Extract every line of the records that contains the word "diving", and note that case counts.

• [Supplied information]

**********

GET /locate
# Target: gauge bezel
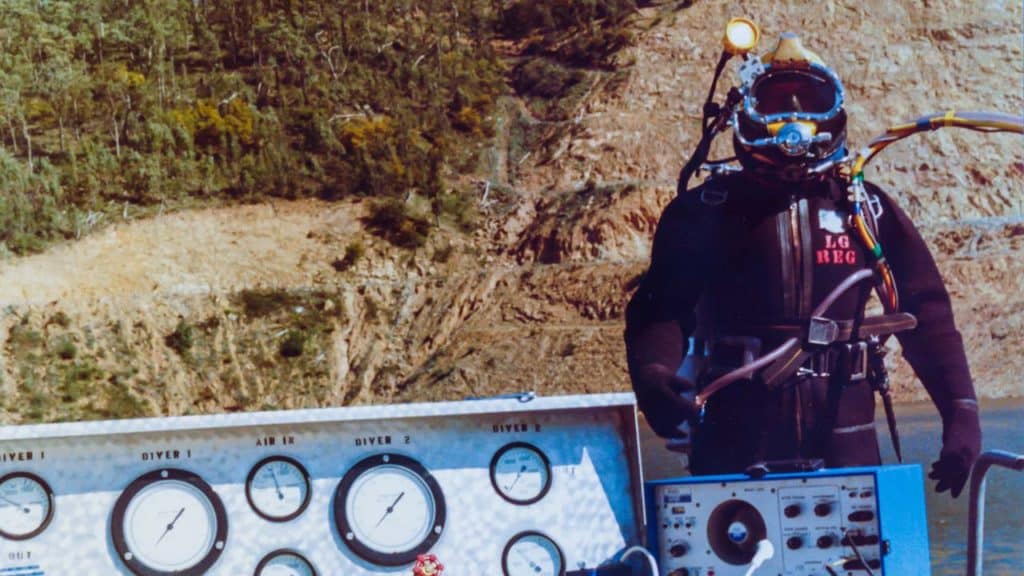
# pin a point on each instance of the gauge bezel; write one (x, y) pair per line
(166, 475)
(512, 541)
(49, 509)
(305, 478)
(494, 470)
(344, 526)
(280, 552)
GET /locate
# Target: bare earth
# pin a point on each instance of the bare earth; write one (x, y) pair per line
(535, 299)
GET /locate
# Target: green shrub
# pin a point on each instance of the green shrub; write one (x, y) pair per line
(66, 348)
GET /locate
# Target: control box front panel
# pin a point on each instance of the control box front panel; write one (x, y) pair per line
(805, 525)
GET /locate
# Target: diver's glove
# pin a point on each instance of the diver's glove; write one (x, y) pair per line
(659, 398)
(961, 445)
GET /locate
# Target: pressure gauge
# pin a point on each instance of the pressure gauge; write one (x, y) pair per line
(285, 563)
(278, 489)
(388, 509)
(26, 505)
(534, 553)
(169, 522)
(520, 474)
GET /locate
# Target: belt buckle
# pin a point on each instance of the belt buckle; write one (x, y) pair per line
(858, 361)
(821, 331)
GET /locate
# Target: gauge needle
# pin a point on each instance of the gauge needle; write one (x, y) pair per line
(15, 504)
(171, 525)
(389, 509)
(536, 567)
(517, 477)
(281, 495)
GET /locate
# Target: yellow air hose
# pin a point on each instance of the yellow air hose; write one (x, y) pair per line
(979, 121)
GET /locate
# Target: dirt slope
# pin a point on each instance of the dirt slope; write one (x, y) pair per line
(194, 312)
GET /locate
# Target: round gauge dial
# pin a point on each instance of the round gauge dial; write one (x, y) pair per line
(388, 509)
(520, 472)
(285, 563)
(169, 522)
(535, 553)
(278, 489)
(26, 505)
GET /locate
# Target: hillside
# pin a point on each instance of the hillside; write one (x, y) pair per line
(257, 306)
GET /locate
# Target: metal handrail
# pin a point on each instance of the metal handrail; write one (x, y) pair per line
(976, 515)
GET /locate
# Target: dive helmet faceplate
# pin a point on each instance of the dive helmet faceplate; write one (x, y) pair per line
(791, 123)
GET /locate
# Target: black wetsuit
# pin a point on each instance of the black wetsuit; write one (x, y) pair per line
(756, 259)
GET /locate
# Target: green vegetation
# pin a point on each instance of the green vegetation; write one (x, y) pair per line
(111, 108)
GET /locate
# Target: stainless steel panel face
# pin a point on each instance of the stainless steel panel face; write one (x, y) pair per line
(592, 509)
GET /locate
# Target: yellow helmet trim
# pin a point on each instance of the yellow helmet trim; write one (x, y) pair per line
(774, 127)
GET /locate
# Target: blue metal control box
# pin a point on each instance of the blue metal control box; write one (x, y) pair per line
(806, 524)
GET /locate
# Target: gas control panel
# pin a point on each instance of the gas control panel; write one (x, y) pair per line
(813, 524)
(498, 487)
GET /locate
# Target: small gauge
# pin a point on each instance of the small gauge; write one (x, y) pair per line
(388, 509)
(278, 489)
(285, 563)
(520, 474)
(169, 522)
(534, 553)
(26, 505)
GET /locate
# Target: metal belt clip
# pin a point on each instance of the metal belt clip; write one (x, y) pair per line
(857, 357)
(821, 331)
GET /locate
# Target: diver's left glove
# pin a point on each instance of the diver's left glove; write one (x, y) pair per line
(659, 398)
(961, 446)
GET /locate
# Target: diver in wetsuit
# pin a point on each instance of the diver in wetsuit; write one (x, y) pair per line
(739, 262)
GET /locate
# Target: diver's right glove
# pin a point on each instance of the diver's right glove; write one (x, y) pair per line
(961, 445)
(659, 398)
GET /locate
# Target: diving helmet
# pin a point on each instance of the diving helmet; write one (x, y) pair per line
(790, 123)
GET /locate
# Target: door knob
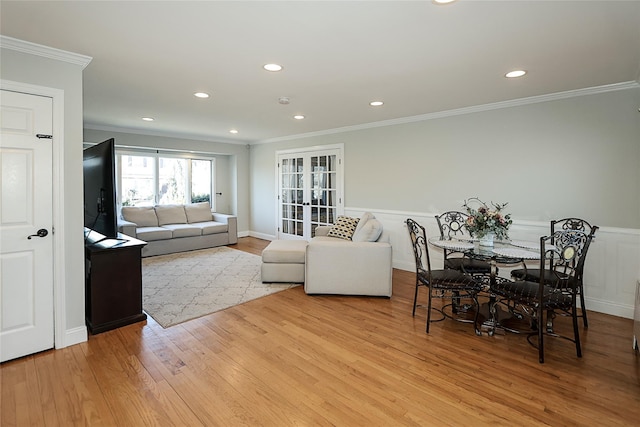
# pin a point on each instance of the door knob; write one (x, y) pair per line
(41, 233)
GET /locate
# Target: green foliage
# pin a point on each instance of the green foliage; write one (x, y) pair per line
(484, 220)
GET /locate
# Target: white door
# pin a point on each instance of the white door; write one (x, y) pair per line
(309, 192)
(26, 206)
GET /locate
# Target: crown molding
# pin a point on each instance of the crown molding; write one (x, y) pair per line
(165, 134)
(44, 51)
(466, 110)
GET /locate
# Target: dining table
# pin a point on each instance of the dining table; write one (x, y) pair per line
(503, 253)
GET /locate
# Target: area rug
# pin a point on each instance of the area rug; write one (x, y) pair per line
(184, 286)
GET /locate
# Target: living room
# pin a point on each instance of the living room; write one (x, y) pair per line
(562, 153)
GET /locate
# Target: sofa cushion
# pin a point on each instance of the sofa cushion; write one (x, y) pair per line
(149, 234)
(370, 232)
(183, 230)
(344, 227)
(198, 212)
(211, 227)
(142, 216)
(171, 214)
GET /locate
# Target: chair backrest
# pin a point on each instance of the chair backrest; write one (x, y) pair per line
(451, 225)
(566, 250)
(418, 238)
(578, 224)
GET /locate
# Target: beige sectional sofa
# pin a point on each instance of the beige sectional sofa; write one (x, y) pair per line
(361, 265)
(177, 228)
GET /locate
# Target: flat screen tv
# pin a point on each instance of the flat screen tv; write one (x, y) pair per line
(100, 214)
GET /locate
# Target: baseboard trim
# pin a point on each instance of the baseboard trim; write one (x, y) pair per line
(73, 336)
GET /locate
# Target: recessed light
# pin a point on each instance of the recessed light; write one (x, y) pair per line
(272, 67)
(515, 73)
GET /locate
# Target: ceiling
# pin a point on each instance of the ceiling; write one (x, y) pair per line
(150, 57)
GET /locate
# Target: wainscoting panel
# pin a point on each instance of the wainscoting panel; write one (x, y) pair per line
(611, 272)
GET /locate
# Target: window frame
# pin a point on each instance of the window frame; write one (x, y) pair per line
(156, 155)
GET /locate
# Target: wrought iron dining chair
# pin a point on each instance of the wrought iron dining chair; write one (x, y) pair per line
(562, 258)
(445, 283)
(534, 274)
(451, 226)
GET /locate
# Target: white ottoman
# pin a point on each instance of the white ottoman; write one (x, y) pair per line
(283, 261)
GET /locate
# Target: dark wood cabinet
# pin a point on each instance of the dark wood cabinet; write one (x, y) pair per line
(113, 282)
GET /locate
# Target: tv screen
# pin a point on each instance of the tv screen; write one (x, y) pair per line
(100, 214)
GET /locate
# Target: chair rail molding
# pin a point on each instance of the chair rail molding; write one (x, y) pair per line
(611, 269)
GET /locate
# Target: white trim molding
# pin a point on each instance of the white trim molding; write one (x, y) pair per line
(461, 111)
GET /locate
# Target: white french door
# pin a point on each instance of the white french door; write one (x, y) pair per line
(26, 221)
(310, 191)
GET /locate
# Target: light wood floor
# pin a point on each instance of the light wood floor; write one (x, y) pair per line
(293, 359)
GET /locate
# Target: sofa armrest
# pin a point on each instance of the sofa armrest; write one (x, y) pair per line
(336, 266)
(127, 227)
(232, 222)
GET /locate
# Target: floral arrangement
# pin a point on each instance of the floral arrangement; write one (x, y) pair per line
(484, 220)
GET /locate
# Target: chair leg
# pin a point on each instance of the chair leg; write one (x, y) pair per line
(583, 309)
(475, 319)
(540, 337)
(576, 332)
(415, 298)
(429, 310)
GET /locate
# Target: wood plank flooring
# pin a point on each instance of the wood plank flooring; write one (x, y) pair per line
(293, 359)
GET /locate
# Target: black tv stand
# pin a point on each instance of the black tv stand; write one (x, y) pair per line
(113, 282)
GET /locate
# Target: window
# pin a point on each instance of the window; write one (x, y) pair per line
(148, 179)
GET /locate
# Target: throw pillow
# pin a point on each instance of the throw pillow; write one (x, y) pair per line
(171, 214)
(343, 228)
(142, 216)
(198, 212)
(370, 232)
(363, 220)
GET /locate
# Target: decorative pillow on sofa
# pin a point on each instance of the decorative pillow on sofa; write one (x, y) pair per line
(363, 220)
(343, 228)
(198, 212)
(369, 232)
(171, 214)
(143, 216)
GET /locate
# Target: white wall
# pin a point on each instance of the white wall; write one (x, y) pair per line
(576, 156)
(232, 166)
(50, 73)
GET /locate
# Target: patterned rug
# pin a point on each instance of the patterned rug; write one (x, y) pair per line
(184, 286)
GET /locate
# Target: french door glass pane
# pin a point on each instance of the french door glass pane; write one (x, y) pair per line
(137, 174)
(200, 181)
(323, 190)
(172, 185)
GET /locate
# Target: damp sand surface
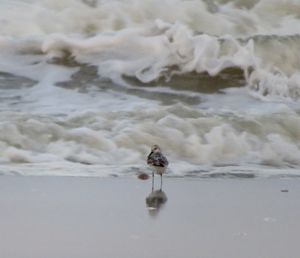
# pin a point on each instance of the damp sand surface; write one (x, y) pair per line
(108, 217)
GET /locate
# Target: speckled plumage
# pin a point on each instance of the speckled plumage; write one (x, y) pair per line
(158, 162)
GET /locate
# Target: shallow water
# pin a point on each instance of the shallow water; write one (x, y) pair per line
(86, 87)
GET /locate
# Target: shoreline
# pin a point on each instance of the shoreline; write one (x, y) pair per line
(108, 217)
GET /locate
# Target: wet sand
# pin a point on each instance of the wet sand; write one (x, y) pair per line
(94, 217)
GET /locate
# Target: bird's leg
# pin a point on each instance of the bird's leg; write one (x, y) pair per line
(152, 181)
(160, 182)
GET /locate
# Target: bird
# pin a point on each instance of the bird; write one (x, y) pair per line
(158, 163)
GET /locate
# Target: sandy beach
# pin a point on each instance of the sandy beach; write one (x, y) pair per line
(95, 217)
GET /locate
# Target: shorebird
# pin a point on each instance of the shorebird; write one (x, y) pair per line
(158, 162)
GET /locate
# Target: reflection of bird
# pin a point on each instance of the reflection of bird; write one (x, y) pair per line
(156, 200)
(158, 162)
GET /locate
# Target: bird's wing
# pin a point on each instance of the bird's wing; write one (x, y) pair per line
(157, 159)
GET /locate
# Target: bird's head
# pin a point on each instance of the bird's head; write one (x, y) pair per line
(155, 148)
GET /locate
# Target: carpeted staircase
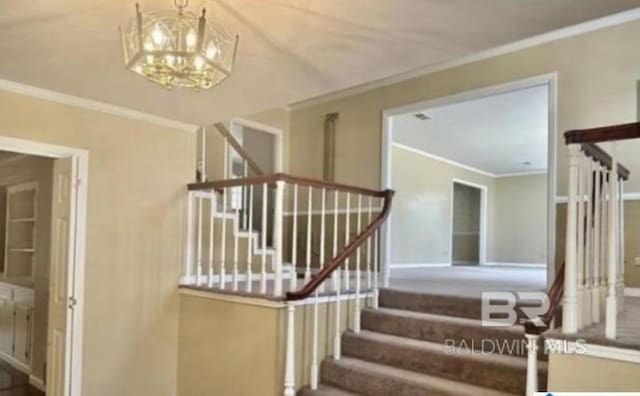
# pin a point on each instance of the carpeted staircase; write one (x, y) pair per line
(420, 344)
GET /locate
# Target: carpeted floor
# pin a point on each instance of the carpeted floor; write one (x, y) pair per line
(468, 281)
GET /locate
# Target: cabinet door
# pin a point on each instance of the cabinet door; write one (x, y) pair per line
(22, 334)
(6, 326)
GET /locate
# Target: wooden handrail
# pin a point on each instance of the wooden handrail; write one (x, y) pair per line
(337, 261)
(239, 149)
(597, 153)
(603, 134)
(270, 179)
(556, 292)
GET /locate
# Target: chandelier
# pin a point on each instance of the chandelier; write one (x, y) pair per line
(178, 48)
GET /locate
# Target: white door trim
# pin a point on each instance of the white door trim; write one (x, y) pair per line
(78, 229)
(237, 124)
(549, 79)
(482, 253)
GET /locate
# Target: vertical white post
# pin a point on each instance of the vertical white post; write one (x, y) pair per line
(612, 307)
(307, 273)
(588, 257)
(356, 314)
(370, 217)
(570, 301)
(532, 363)
(250, 241)
(376, 267)
(313, 383)
(199, 243)
(294, 241)
(212, 222)
(597, 235)
(263, 234)
(346, 240)
(188, 246)
(322, 232)
(277, 237)
(223, 246)
(290, 359)
(581, 239)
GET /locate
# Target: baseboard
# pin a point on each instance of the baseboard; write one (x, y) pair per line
(37, 383)
(515, 265)
(632, 291)
(15, 363)
(418, 265)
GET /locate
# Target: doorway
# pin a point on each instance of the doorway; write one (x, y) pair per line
(58, 371)
(468, 220)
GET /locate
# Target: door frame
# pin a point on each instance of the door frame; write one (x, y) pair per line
(548, 79)
(482, 243)
(237, 124)
(75, 275)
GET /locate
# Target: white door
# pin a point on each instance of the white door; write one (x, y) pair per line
(60, 306)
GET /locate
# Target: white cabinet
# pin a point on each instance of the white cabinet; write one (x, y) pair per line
(16, 325)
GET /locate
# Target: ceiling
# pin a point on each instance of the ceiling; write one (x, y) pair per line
(290, 50)
(497, 134)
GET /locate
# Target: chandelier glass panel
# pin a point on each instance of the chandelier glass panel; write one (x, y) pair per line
(177, 48)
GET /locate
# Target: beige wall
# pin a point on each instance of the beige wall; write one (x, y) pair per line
(578, 373)
(24, 169)
(136, 195)
(421, 223)
(520, 230)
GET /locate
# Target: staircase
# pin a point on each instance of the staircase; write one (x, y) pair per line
(420, 344)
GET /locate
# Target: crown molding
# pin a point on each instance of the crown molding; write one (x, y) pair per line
(89, 104)
(562, 33)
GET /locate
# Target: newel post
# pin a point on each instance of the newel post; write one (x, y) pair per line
(570, 301)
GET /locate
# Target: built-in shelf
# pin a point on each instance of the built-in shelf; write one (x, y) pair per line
(17, 250)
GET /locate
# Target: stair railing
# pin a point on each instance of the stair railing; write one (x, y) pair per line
(590, 284)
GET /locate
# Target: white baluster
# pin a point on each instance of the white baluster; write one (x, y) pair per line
(612, 307)
(307, 273)
(314, 345)
(263, 234)
(356, 314)
(570, 302)
(223, 247)
(597, 235)
(277, 238)
(370, 217)
(532, 363)
(376, 267)
(581, 238)
(212, 222)
(249, 285)
(346, 241)
(188, 259)
(199, 243)
(294, 241)
(290, 359)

**********

• [Reply]
# Target: diving helmet
# pin a point on each instance of the diving helmet; write one (x, y) pair per line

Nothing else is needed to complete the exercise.